··· GIVEN RECORDS
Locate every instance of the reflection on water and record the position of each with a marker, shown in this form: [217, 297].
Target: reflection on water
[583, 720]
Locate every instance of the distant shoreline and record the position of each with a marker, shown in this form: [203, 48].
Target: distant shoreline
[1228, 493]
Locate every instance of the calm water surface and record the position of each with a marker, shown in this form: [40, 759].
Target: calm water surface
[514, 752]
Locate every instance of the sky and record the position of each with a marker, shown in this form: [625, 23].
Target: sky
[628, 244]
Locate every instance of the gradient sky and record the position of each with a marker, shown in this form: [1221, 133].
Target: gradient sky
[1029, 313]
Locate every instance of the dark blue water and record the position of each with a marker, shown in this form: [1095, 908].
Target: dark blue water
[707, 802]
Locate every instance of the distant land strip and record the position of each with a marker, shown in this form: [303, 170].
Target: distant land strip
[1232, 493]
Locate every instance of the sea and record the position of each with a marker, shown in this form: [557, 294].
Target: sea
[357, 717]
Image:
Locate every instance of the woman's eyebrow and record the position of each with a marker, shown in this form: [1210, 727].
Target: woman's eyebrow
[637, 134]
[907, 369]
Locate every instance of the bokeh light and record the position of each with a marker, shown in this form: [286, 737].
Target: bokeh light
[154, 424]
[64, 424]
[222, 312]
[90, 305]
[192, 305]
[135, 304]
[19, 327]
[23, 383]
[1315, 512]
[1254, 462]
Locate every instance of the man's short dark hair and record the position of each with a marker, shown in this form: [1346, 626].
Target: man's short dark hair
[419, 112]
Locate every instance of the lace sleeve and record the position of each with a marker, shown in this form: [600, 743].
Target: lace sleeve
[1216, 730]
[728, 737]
······
··· GIVEN RECORDS
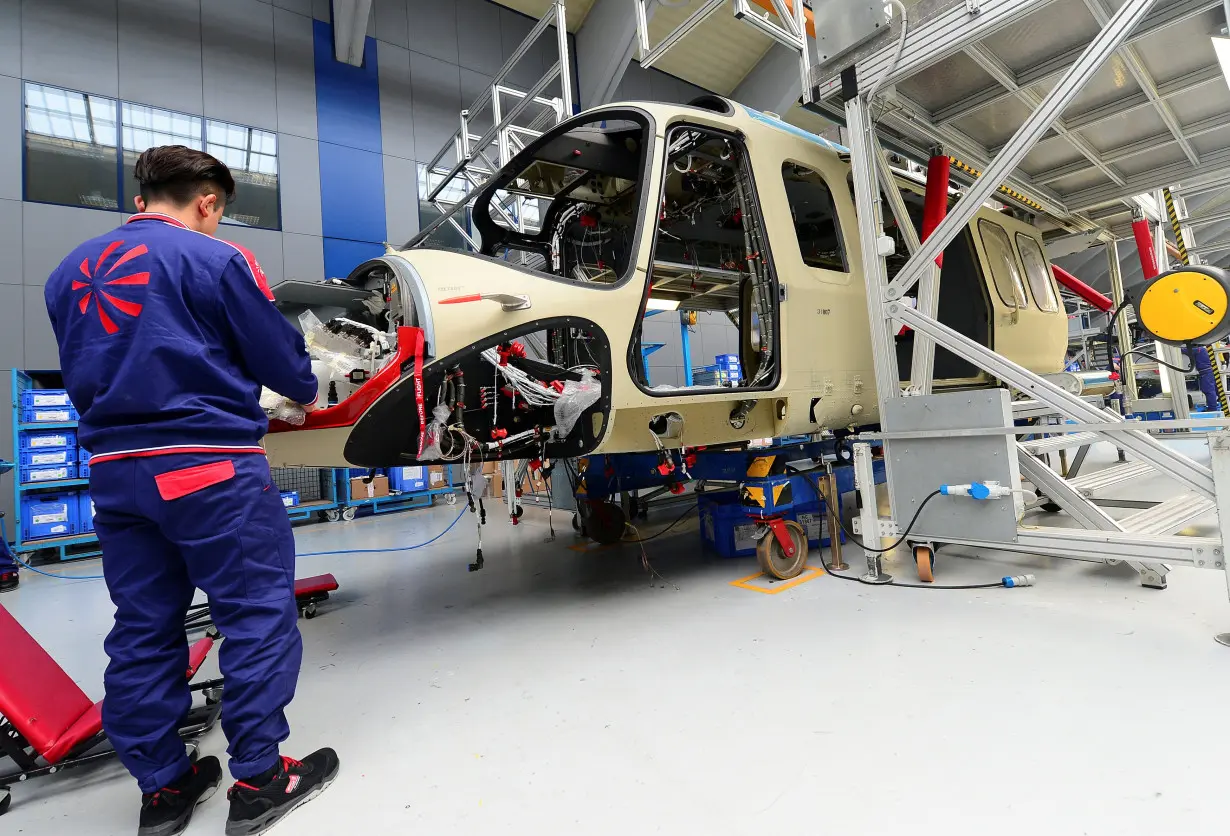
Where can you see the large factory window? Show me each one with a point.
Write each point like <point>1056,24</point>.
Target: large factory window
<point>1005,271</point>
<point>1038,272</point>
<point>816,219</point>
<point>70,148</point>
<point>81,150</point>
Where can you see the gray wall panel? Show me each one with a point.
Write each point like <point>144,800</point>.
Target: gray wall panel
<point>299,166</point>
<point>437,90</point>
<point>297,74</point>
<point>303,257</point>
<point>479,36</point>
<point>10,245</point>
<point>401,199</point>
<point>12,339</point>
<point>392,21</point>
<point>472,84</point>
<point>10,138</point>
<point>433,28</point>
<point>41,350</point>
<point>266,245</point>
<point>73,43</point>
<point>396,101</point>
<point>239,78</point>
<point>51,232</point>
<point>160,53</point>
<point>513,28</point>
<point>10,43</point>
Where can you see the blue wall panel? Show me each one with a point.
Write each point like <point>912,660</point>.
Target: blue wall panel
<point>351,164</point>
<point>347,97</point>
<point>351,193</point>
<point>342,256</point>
······
Convert the lines between the one containing "Where can you see the gray" and the one containing "<point>73,43</point>", inclusive, into a Markdown table with the columns Row and Line. Number each row and leave out any blank lines.

SOLVED EXERCISE:
| Row | Line |
|---|---|
| 1 | Where can you see the gray wall panel? Show me each one with a point. |
| 2 | Write each point like <point>144,800</point>. |
| 3 | Target: gray wall panel |
| 4 | <point>299,166</point> |
| 5 | <point>437,90</point> |
| 6 | <point>297,74</point> |
| 7 | <point>303,257</point> |
| 8 | <point>479,36</point> |
| 9 | <point>10,245</point> |
| 10 | <point>401,199</point> |
| 11 | <point>12,339</point> |
| 12 | <point>392,21</point> |
| 13 | <point>472,84</point> |
| 14 | <point>10,138</point> |
| 15 | <point>433,28</point> |
| 16 | <point>41,350</point> |
| 17 | <point>266,245</point> |
| 18 | <point>73,43</point> |